§ **Data provided**:

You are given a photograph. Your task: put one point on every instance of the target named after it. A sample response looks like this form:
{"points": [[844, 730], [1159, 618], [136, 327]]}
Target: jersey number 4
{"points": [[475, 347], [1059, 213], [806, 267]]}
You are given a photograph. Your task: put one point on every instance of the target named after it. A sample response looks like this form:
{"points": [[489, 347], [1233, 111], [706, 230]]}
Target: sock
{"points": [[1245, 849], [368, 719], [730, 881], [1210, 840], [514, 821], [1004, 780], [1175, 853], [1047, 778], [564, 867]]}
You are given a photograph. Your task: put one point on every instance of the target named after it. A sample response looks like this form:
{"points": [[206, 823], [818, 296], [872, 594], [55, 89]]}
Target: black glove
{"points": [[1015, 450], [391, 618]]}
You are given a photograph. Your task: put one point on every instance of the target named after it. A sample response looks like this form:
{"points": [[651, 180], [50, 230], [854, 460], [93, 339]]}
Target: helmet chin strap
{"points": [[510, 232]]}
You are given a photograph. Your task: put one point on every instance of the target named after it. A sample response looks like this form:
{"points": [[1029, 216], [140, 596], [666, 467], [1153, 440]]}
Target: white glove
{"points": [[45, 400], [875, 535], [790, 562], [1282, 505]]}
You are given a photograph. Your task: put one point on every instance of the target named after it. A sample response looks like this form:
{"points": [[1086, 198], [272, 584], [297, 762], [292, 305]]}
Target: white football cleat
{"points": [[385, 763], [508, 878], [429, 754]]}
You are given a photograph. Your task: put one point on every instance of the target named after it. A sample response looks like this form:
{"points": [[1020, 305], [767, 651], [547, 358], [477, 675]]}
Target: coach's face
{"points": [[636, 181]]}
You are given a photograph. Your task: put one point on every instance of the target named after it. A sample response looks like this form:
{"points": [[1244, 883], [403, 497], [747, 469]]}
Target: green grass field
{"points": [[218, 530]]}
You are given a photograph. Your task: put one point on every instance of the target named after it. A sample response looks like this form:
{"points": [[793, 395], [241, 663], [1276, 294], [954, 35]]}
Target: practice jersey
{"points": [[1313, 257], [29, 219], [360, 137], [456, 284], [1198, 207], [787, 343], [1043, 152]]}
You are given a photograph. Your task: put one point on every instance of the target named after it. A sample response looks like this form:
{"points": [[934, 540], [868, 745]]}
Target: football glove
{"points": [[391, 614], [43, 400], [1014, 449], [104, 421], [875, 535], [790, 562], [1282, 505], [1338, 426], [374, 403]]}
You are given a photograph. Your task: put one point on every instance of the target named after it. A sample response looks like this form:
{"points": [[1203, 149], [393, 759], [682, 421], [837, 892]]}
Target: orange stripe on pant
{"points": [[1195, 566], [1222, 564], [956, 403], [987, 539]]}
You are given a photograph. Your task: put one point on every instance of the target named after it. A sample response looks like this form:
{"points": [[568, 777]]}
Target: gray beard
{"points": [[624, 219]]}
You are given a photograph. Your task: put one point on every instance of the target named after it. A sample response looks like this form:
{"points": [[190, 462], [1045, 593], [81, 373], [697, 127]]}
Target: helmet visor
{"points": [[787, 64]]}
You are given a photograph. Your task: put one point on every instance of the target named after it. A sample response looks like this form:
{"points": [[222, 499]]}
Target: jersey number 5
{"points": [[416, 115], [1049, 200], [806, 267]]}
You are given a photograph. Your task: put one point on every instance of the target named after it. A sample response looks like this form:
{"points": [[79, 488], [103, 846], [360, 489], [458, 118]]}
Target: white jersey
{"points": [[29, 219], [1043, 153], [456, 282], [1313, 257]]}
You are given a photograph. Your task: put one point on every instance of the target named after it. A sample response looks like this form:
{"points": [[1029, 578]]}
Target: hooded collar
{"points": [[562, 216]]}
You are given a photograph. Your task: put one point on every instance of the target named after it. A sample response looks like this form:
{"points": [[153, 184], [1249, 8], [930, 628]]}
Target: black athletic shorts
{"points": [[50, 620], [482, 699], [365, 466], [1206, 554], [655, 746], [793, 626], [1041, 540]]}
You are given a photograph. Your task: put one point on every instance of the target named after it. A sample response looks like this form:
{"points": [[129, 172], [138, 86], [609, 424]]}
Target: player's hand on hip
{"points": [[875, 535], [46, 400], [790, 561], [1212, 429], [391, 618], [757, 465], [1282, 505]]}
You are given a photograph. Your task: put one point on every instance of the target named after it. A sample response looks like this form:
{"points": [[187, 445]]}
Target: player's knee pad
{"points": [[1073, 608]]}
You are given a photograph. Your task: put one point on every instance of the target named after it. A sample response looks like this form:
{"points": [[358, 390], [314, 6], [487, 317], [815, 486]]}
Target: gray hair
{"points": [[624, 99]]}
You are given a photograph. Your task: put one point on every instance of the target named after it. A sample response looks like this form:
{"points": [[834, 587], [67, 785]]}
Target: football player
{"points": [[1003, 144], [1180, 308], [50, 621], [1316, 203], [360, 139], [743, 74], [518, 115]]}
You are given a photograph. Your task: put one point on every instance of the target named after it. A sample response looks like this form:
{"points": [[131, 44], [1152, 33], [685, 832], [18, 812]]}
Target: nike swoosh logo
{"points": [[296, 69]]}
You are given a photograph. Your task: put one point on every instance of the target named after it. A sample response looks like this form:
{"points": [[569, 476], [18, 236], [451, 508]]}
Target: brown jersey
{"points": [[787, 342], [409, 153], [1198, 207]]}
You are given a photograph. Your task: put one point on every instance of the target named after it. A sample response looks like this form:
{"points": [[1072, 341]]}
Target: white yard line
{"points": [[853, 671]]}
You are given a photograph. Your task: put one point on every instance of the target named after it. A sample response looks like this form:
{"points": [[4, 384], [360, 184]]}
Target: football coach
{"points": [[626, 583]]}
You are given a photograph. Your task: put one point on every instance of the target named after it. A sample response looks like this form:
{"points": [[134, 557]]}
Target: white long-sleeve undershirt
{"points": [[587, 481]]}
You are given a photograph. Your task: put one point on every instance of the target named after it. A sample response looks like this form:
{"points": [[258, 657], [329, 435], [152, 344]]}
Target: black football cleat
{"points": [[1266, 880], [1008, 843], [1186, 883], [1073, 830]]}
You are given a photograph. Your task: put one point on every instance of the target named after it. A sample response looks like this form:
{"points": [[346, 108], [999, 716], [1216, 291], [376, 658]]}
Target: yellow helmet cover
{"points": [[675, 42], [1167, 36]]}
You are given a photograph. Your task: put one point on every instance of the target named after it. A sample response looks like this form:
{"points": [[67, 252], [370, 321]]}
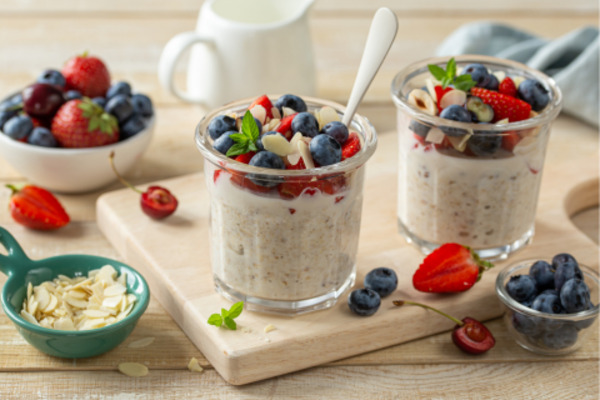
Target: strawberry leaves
{"points": [[448, 76]]}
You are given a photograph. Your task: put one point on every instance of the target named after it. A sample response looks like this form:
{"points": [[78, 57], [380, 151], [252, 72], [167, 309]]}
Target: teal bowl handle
{"points": [[16, 257]]}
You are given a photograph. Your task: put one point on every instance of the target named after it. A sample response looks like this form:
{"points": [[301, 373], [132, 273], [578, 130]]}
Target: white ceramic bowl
{"points": [[74, 170]]}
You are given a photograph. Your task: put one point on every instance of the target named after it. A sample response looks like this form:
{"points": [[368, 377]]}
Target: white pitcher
{"points": [[243, 48]]}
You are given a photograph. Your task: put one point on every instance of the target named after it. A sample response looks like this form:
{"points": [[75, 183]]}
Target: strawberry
{"points": [[88, 75], [504, 106], [351, 147], [36, 208], [450, 268], [82, 123], [508, 87]]}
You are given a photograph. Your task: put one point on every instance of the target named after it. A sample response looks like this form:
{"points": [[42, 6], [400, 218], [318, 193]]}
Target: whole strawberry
{"points": [[88, 75], [83, 123]]}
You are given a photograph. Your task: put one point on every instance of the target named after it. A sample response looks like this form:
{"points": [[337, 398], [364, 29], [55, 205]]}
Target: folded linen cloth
{"points": [[572, 60]]}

§ **To do**:
Exactly reproduce the entries above, minus the pictures.

§ **Problem solution**:
You are given a photograph. Your task: put one point on every instance of the target named after it. A sample response looks like this form:
{"points": [[844, 730], [1159, 618], [136, 327]]}
Target: jersey number 4
{"points": [[475, 347], [1059, 213], [806, 267]]}
You are given a photograph. Your task: put one point on every instance of the target named after it. A sample response looks like this form:
{"points": [[489, 347], [1233, 111], [706, 230]]}
Target: sock
{"points": [[1245, 849], [368, 719], [730, 881], [1210, 840], [514, 821], [1004, 780], [1175, 853], [1047, 778], [564, 867]]}
You are given a photograph. Your task: put one point on every instance of the target named after it. A sample response looks like this form:
{"points": [[206, 823], [818, 296], [872, 594], [55, 89]]}
Target: black glove
{"points": [[1015, 450], [391, 618]]}
You are given a photograph. Your task: put one point on every instance of the target named after it. A sample response looks like this form:
{"points": [[651, 180], [50, 230], [854, 460], [93, 339]]}
Target: helmet chin strap
{"points": [[510, 232]]}
You are given a photograph. Your task: put one point on every instance of the target named after it. A sample response looks like this form:
{"points": [[1029, 216], [140, 596], [666, 467], [1153, 440]]}
Target: white glove
{"points": [[45, 400], [875, 535], [790, 562], [1282, 505]]}
You are given a photograph. Your task: put one point on every instance of the target named after it. A sample response looks like this form:
{"points": [[1086, 198], [272, 584], [297, 762], [292, 305]]}
Target: white football cleat
{"points": [[385, 763], [508, 878], [429, 754]]}
You are given a photograph. Your task: put one point on every instance of the target named after it. A sample response looks like this form:
{"points": [[1020, 305], [767, 651], [547, 358], [477, 675]]}
Target: coach's face
{"points": [[636, 181]]}
You are given a photograph. Your task: put one point on every instance of the target named after it. A sample response looks like this form:
{"points": [[1244, 883], [403, 497], [747, 469]]}
Target: green grass field
{"points": [[218, 530]]}
You are given a photograph. Your task: put one point on every instance of the target named after it. A sample response looks like this form:
{"points": [[793, 395], [241, 663], [1276, 294], [954, 35]]}
Target: practice jersey
{"points": [[1313, 257], [29, 219], [360, 137], [456, 284], [1198, 207], [787, 343], [1043, 152]]}
You are given a photograph. Your task: put one point on every instance of the target named after it. A sample response looks like this form:
{"points": [[934, 540], [868, 745]]}
Target: football glove
{"points": [[391, 614], [43, 400], [1014, 449], [104, 421], [875, 535], [790, 562], [1282, 505], [1338, 426], [374, 403]]}
You are given a photograph. Your task: put one point on every instance of the target named after it. A sample response looks like this form:
{"points": [[1203, 149], [393, 759], [682, 421], [837, 892]]}
Target: orange stripe on pant
{"points": [[1195, 566], [1222, 564], [956, 403], [987, 539]]}
You are given a photograph. Your task: put one point on every instance of the target named after it. A sample response looks like this form:
{"points": [[568, 777]]}
Target: gray beard
{"points": [[624, 219]]}
You are given a photograph. Your task: put one point on every instance of the target named after it. A sample response looks like this form:
{"points": [[190, 462], [1045, 593], [81, 373], [697, 127]]}
Target: helmet visor
{"points": [[787, 64]]}
You are given a photograph. Your task: put one point on every instance of the target named after it. A sample response looks like this form:
{"points": [[222, 499]]}
Target: jersey number 5
{"points": [[416, 115], [1049, 200], [806, 267]]}
You are given a photograph. Your task: put one point on every instance of the target named after it. A sample response looks like this form:
{"points": [[79, 488], [103, 846], [360, 489], [458, 118]]}
Target: white jersey
{"points": [[29, 219], [1043, 153], [456, 282], [1313, 257]]}
You are given a photograph. Your task: put one point on every instance of the target named after it. A sample response looks like this form:
{"points": [[1029, 578]]}
Target: hooded collar
{"points": [[562, 216]]}
You are given a photograph. Your task: put one point on every instance of the target named after it. A sample response looks like this form:
{"points": [[153, 184], [1249, 8], [930, 628]]}
Target: black athletic shorts
{"points": [[50, 620], [482, 699], [365, 466], [1206, 554], [655, 746], [793, 626], [1041, 540]]}
You are given a photograph. Your task: put one point on every instance of the target named after it. A sample response looks like this form:
{"points": [[129, 172], [138, 86], [609, 424]]}
Target: player's hand on hip
{"points": [[875, 535], [46, 400], [790, 561], [1212, 429], [391, 618], [757, 465], [1282, 505]]}
You are given a photograph. Your task: put one point on every instance of the target named after it. A sample response looks like this form:
{"points": [[187, 445]]}
Target: player's knee pad
{"points": [[1073, 608]]}
You are given a photograph. Your task: put one point on every instance of the target named after it. A sample response looks like this form:
{"points": [[358, 390], [314, 6], [487, 317], [815, 486]]}
Target: gray hair
{"points": [[624, 99]]}
You are given a photograph. Your task: put one point on every instance of the target named after it. A sample response looks like this form:
{"points": [[834, 587], [67, 785]]}
Target: football player
{"points": [[1003, 144], [1180, 308], [50, 621], [1316, 203], [360, 139], [743, 74], [518, 115]]}
You are given a photograph. Your task: put one point on every instance of the target named after it. A sample response looks like this form:
{"points": [[131, 44], [1152, 33], [685, 832], [18, 812]]}
Target: nike swoosh logo
{"points": [[296, 69]]}
You are given a photograph. Your task: put one point on every instance of the target named after it. A sample response looks like this form:
{"points": [[569, 476], [18, 236], [451, 508]]}
Target: brown jersey
{"points": [[787, 342], [409, 153], [1198, 207]]}
You are given a photograph. Your task: put one point on every instance of the target named after it. A sample response looks like this form:
{"points": [[1072, 341]]}
Target: white yard line
{"points": [[853, 671]]}
You are given a photograph. Your task: put one point on every instance of the target named after it. A sample response looks like this form:
{"points": [[4, 384], [360, 184]]}
Target: football coach
{"points": [[626, 583]]}
You are given a photograph. Your task: put one point on every instance of the target named after it. A sample response looks like this form:
{"points": [[134, 557]]}
Target: white long-sleeve undershirt
{"points": [[587, 481]]}
You are given a photograph. Your task: put one point on every instance of the target named after it. A sample response looks like this form:
{"points": [[258, 657], [329, 435], [152, 344]]}
Target: black football cleat
{"points": [[1266, 880], [1008, 843], [1186, 883], [1073, 830]]}
You are given a photograph. Your task: put one point on every instance of the target named after it. A sample response looks like this form:
{"points": [[346, 108], [999, 716], [1216, 291], [376, 658]]}
Target: yellow helmet cover
{"points": [[675, 42], [1167, 36]]}
You are given a photograph. Your task: put one point on every instance of the target named after it. A sample response looks like this form:
{"points": [[67, 252], [370, 321]]}
Target: strawberry leaves
{"points": [[448, 76]]}
You are given a photograph. Your task: put one point on every instance of the target named after it. A sample response looks like this form:
{"points": [[78, 57], [380, 151], [252, 72], [167, 309]]}
Target: teal bowl handle
{"points": [[16, 257]]}
You are given a photograph. Your task: put one point on every instance of the target named after it. A sample response looks like this form:
{"points": [[301, 373], [132, 273], [578, 130]]}
Target: white ceramic bowl
{"points": [[74, 170]]}
You are given a photograph. Your task: put one point on every instance of the target named after it. A sample response looks like this form:
{"points": [[368, 377]]}
Target: white pitcher
{"points": [[243, 48]]}
You are given a photograph. Your task: put one point on every instance of the target named after it. A sample response looks like this form:
{"points": [[75, 183]]}
Target: strawberry
{"points": [[88, 75], [504, 106], [351, 147], [36, 208], [450, 268], [82, 123], [508, 87]]}
You are given a photograph. Your task: put one point on every instance of the target named after it. A sample response looks like this form:
{"points": [[42, 6], [400, 218], [318, 193]]}
Target: whole strawberry
{"points": [[88, 75], [83, 123]]}
You are given a photograph. Your task: put one point on every instance of the target named after it. A sample response looks like this form:
{"points": [[337, 398], [364, 29], [55, 205]]}
Target: folded linen cloth
{"points": [[572, 60]]}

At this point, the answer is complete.